Exercise aim:
Transcribe all of the material exactly.

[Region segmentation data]

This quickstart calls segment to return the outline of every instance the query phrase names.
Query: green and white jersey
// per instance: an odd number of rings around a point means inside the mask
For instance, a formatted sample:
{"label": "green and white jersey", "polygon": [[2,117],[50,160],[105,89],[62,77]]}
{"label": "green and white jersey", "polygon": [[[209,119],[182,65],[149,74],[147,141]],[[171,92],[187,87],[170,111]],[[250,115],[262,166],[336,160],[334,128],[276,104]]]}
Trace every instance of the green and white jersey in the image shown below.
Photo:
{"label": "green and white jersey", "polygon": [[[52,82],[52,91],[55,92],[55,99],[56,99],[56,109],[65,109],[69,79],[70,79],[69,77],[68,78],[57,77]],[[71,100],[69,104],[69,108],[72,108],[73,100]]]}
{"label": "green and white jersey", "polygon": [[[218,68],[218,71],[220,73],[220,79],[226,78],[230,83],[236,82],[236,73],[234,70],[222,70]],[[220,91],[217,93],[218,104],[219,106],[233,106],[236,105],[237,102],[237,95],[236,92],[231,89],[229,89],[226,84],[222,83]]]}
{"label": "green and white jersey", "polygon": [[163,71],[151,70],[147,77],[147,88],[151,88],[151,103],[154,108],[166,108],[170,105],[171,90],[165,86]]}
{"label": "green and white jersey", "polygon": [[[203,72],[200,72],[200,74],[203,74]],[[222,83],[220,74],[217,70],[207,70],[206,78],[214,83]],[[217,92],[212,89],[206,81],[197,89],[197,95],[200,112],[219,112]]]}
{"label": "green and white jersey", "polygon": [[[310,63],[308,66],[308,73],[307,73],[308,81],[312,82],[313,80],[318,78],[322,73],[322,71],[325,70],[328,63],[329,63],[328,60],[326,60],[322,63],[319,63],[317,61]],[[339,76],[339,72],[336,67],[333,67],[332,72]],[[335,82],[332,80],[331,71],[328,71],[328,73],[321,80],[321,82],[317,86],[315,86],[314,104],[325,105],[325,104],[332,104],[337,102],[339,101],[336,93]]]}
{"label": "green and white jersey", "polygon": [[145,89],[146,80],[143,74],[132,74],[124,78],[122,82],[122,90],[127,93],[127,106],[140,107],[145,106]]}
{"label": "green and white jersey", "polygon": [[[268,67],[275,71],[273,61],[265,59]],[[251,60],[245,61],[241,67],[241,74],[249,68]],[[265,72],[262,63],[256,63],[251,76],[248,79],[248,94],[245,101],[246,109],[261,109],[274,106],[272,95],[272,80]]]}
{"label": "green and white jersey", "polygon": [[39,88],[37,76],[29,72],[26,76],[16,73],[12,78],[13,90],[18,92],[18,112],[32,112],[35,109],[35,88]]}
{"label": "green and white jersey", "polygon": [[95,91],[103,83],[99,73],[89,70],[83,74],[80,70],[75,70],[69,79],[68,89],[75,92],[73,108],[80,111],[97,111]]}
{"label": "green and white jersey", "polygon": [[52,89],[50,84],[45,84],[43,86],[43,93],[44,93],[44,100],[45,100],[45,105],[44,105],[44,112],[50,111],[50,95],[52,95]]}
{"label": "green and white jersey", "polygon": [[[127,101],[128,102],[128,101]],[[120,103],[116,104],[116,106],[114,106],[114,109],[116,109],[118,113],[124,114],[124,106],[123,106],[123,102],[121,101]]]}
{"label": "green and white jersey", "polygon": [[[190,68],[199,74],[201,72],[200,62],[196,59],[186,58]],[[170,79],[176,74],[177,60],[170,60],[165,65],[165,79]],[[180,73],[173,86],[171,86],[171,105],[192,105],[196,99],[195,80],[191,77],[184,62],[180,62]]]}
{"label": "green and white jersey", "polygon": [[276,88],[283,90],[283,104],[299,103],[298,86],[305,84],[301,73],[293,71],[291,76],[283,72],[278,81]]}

Written response:
This quickstart calls segment to return the outline of every instance the query phrase names.
Query: green and white jersey
// per instance: an odd number of rings around a point means inside the mask
For instance, a formatted sample:
{"label": "green and white jersey", "polygon": [[2,117],[50,160],[105,89],[62,77]]}
{"label": "green and white jersey", "polygon": [[[209,119],[182,65],[149,74],[147,141]],[[171,92],[187,87],[170,111]],[[250,115],[262,166],[336,160],[334,128],[276,104]]]}
Trace every instance of the green and white jersey in the image shown below.
Photo:
{"label": "green and white jersey", "polygon": [[[52,82],[52,91],[55,92],[55,99],[56,99],[56,109],[65,109],[69,79],[70,79],[69,77],[68,78],[57,77]],[[71,100],[69,104],[69,108],[72,108],[73,100]]]}
{"label": "green and white jersey", "polygon": [[[218,68],[218,71],[220,73],[220,79],[226,78],[230,83],[236,82],[236,73],[234,70],[222,70]],[[220,91],[217,93],[218,104],[219,106],[233,106],[236,105],[237,102],[237,95],[236,92],[231,89],[229,89],[226,84],[222,83]]]}
{"label": "green and white jersey", "polygon": [[163,71],[151,70],[147,77],[147,88],[151,88],[151,103],[154,108],[166,108],[170,105],[171,90],[165,86]]}
{"label": "green and white jersey", "polygon": [[[203,72],[200,72],[200,74],[203,74]],[[222,83],[220,74],[217,70],[207,70],[206,78],[214,83]],[[217,92],[212,89],[206,81],[197,89],[197,95],[200,112],[219,112]]]}
{"label": "green and white jersey", "polygon": [[[310,63],[308,66],[308,73],[307,73],[308,81],[312,82],[313,80],[318,78],[322,73],[322,71],[325,70],[328,63],[329,63],[328,60],[326,60],[322,63],[319,63],[317,61]],[[339,76],[339,72],[336,67],[333,67],[332,72]],[[335,82],[332,80],[331,71],[328,71],[328,73],[321,80],[321,82],[317,86],[315,86],[314,104],[325,105],[325,104],[332,104],[337,102],[339,101],[336,93]]]}
{"label": "green and white jersey", "polygon": [[145,89],[146,80],[143,74],[132,74],[124,78],[122,82],[122,90],[127,93],[127,106],[140,107],[145,106]]}
{"label": "green and white jersey", "polygon": [[[268,67],[275,71],[273,61],[265,59]],[[251,60],[245,61],[241,67],[241,74],[249,68]],[[265,72],[262,63],[256,63],[251,76],[248,79],[248,94],[245,101],[246,109],[261,109],[274,106],[272,95],[272,80]]]}
{"label": "green and white jersey", "polygon": [[39,88],[37,76],[29,72],[26,76],[16,73],[12,78],[13,90],[18,92],[18,112],[32,112],[35,109],[35,88]]}
{"label": "green and white jersey", "polygon": [[95,91],[103,83],[99,73],[89,70],[83,74],[80,70],[75,70],[69,79],[68,89],[75,92],[73,108],[80,111],[97,111]]}
{"label": "green and white jersey", "polygon": [[52,89],[50,84],[45,84],[43,86],[43,93],[44,93],[44,100],[45,100],[45,105],[44,105],[44,112],[50,111],[50,95],[52,95]]}
{"label": "green and white jersey", "polygon": [[[127,101],[128,102],[128,101]],[[120,103],[116,104],[116,106],[114,106],[114,109],[116,109],[118,113],[124,114],[124,106],[123,106],[123,102],[121,101]]]}
{"label": "green and white jersey", "polygon": [[[190,68],[199,74],[201,72],[200,62],[196,59],[186,58]],[[170,79],[176,74],[177,60],[170,60],[165,65],[165,79]],[[180,73],[173,86],[171,86],[171,105],[192,105],[196,99],[195,80],[191,77],[184,62],[180,62]]]}
{"label": "green and white jersey", "polygon": [[276,88],[283,90],[283,104],[299,103],[298,86],[305,84],[301,73],[293,71],[291,76],[283,72],[278,81]]}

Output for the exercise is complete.